## What the task asks
Could you update the letter below from "A letter written" to "sustained harsh treatment." so that "well-wishers" is replaced with "supporters"?

## Reading text

☆ ☆ ☆ ☆ ☆ ☆ ☆

A letter written by Father Malachi Martin addressing the attacks from critics prior to his death
SOURCE
I am sending you these few lines as my commentary on the abuse and calumnies flung in my direction by certain members of our Roman Catholic Church. Many of my friends and well-wishers have urged me to respond to the abusers and the calumniators; and remember that this abuse and calumnious attack has been going on for over thirty-three years! That is a long time; and I have become a veteran of such oppression, so much so that in a certain sense I know much better than any of my friends and well-wishers how to deal with this sustained harsh treatment.
The
basic lesson I have learnt over those thirty-three years
is: not allow myself be diverted from fulfilling my mission
as a priest and a servant of the Holy See of Peter. This
means not merely refusing to pick up the stones thrown at
me and returning them on the heads of my abusers. It means
principally that I fulfill my duties as a priest—celebrate
daily Mass, recite my breviary, fulfill my pastoral obligations to
those under my care. It means that I never allow the
distortions—doctrinal and other—of these very zealous
abusers and calumniators to enter into my optic or cloud my
angle of vision. It means, of course, praying for their
spiritual welfare—and also that the Holy Spirit grant
them some measure of understanding. For understanding is chiefly what
lacks to them.

☆ ☆ ☆ ☆ ☆ ☆ ☆

## Entries shown
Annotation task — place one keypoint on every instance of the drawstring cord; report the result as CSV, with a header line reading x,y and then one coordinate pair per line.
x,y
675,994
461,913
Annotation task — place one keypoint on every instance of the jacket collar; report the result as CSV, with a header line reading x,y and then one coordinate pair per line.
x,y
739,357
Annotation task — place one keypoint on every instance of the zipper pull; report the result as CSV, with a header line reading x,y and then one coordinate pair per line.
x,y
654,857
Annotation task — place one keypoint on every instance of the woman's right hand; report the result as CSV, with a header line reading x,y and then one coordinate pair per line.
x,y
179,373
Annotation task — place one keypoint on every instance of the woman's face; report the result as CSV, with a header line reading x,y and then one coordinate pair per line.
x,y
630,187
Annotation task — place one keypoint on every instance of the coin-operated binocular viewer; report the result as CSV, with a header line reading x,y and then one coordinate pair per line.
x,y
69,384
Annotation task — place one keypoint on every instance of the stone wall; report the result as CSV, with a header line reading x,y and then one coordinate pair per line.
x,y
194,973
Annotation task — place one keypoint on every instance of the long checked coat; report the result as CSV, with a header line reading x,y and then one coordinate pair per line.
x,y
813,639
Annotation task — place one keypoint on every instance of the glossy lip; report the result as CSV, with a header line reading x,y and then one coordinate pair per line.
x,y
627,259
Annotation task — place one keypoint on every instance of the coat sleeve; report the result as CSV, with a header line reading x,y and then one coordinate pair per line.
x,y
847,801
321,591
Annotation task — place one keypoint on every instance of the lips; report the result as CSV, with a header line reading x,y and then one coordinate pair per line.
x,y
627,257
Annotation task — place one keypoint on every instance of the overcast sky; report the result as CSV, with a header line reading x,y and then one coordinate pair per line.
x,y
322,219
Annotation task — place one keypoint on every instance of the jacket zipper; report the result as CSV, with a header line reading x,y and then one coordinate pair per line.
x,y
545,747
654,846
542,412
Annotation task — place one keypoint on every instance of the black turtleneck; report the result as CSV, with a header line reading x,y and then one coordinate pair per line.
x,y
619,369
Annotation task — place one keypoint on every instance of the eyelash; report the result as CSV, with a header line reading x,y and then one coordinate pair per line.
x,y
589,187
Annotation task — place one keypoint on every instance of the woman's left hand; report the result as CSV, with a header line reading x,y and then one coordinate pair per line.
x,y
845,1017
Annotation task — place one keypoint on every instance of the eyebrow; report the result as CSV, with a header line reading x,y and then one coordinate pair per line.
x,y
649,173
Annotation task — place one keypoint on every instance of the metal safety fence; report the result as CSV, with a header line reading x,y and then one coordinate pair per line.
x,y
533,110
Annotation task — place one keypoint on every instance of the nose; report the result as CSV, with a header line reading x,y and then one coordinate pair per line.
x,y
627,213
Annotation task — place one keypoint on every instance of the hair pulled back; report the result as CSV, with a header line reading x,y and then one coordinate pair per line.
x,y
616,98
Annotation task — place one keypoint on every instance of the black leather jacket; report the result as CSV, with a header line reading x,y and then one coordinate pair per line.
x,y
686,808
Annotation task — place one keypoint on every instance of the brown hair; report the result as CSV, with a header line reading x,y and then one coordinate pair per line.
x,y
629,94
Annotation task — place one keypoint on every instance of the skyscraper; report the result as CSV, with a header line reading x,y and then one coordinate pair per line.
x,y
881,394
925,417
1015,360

☆ ☆ ☆ ☆ ☆ ☆ ☆

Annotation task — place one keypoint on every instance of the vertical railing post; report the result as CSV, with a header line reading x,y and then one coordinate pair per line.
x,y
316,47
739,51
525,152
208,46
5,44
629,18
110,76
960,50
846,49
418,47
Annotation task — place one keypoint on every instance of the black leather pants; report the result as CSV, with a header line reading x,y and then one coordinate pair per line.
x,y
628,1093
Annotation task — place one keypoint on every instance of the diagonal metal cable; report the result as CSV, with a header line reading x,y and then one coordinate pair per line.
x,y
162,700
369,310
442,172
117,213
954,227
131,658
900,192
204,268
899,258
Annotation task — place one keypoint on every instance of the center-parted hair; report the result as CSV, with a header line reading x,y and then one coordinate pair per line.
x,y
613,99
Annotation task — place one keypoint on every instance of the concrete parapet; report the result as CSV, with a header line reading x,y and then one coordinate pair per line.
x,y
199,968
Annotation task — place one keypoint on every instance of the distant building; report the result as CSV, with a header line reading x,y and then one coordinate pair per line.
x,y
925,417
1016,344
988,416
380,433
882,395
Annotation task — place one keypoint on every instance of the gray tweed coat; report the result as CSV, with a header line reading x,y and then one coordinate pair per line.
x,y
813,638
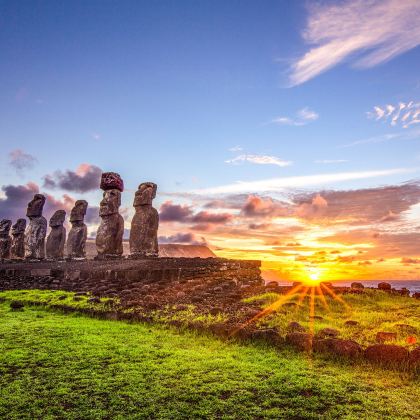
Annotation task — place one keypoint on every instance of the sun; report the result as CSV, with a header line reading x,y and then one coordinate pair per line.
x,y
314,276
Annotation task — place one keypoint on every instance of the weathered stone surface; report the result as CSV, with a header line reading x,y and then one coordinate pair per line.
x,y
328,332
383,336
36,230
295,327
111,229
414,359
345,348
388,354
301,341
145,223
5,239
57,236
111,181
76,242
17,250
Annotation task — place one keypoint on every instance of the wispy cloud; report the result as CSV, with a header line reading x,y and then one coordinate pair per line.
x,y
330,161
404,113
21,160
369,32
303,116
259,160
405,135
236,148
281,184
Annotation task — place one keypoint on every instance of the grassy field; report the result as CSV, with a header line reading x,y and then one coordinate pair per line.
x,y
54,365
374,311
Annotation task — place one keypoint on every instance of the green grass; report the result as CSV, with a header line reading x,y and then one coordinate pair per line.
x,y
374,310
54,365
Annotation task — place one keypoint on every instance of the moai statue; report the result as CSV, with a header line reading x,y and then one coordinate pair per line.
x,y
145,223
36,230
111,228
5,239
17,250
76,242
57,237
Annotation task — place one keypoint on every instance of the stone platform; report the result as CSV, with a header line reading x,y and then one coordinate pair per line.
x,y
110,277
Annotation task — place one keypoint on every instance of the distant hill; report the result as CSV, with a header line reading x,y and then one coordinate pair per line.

☆ ☆ ☆ ☆ ☆ ☆ ☆

## Response
A letter written by Father Malachi Martin addressing the attacks from critics prior to his death
SOURCE
I am sending you these few lines as my commentary on the abuse and calumnies flung in my direction by certain members of our Roman Catholic Church. Many of my friends and supporters have urged me to respond to the abusers and the calumniators; and remember that this abuse and calumnious attack has been going on for over thirty-three years! That is a long time; and I have become a veteran of such oppression, so much so that in a certain sense I know much better than any of my friends and supporters how to deal with this sustained harsh treatment.